--- WORK ORDER ---
Carry the passage about the NIH MMTSB resource center forward, starting right after its final sentence.

NIH Research Resource Center for the Development of Multiscale Modeling Tools for Structural Biology
The homepage of the NIH Research Resource Center for the Development of Multiscale Modeling Tools for Structural Biology (MMTSB; www.mmtsb.org ) includes several links of interest. Of particular relevance is a recent update on the Tool Set Documentation (http://blue11.bch.msu.edu/mmtsb/Main_Page ). Common applications of the MMTSB toolset are displayed at http://blue11.bch.msu.edu/mmtsb/Common_applications_of_the_MMTSB_toolset , including the running and analyzing of protein simulations (from PDB files to CHARMM trajectory), protein-RNA complex simulations (from PDB files to CHARMM trajectory) and protein simulations with replica-exchange; generating and visualizing the electrostatic surface potential of a macromolecule; and patching residues.

(Records taken from a dataset)

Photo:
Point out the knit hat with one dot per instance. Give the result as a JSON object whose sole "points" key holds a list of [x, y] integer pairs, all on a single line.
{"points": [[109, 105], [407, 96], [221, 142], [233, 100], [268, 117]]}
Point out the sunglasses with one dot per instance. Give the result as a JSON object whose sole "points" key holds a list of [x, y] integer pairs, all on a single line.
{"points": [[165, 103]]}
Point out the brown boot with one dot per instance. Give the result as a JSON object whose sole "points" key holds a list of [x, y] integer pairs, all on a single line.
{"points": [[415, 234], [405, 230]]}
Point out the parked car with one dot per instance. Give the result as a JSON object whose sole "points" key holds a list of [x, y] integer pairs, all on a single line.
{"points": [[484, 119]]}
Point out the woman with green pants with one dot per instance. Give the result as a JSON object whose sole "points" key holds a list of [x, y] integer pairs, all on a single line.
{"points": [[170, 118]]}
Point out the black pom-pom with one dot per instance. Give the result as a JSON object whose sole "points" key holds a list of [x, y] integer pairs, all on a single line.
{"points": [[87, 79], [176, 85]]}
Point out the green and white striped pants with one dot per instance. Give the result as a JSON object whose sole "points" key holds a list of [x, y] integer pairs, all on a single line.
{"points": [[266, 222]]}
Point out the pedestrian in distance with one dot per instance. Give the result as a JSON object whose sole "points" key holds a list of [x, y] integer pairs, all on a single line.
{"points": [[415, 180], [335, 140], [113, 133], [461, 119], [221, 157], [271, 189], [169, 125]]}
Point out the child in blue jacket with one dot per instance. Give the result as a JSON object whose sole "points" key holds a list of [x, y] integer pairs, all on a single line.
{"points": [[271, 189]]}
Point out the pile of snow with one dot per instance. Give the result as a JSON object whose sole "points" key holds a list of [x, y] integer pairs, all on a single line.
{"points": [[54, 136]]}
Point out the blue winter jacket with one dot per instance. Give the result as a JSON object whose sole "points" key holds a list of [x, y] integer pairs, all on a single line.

--- TASK ANSWER ---
Tools based on docking algorithms
Ligand-protein docking algorithms are constantly being developed and refined. e-LEA3D (http://bioinfo.ipmc.cnrs.fr/lea.html ), a computational-aided drug design web server based on such algorithms, is described in detail in a recent paper by Dominique Douguet (Nucleic Acids Res (2010):doi:10.1093/nar/gkq322; nar.oxfordjournals.org/cgi/content/abstract/gkq322). The e-LEA3D web server integrates complementary tools to allow fragment-based drug design. Particularly relevant is the capacity to 'invent' new ligands that optimize user-specified scoring functions. e-LEA3D appears to be design- and diversity-driven. Thus, the liability of reliance on a particular scoring function is compensated by the ability to generate diversity. In addition, the scoring function is presented with both structure- and ligand-based evaluations. This de novo approach contrasts with in silico screening approaches. The approach used in e-LEA3D is also oriented toward scaffold-hopping. In addition to the tool that enables the 'invention' of new ligands, the program has a second tool that provides an alternative virtual-screen approach, while a third module offers a combinatorial chemistry design based on commercially available reactants and a user-drawn scaffold.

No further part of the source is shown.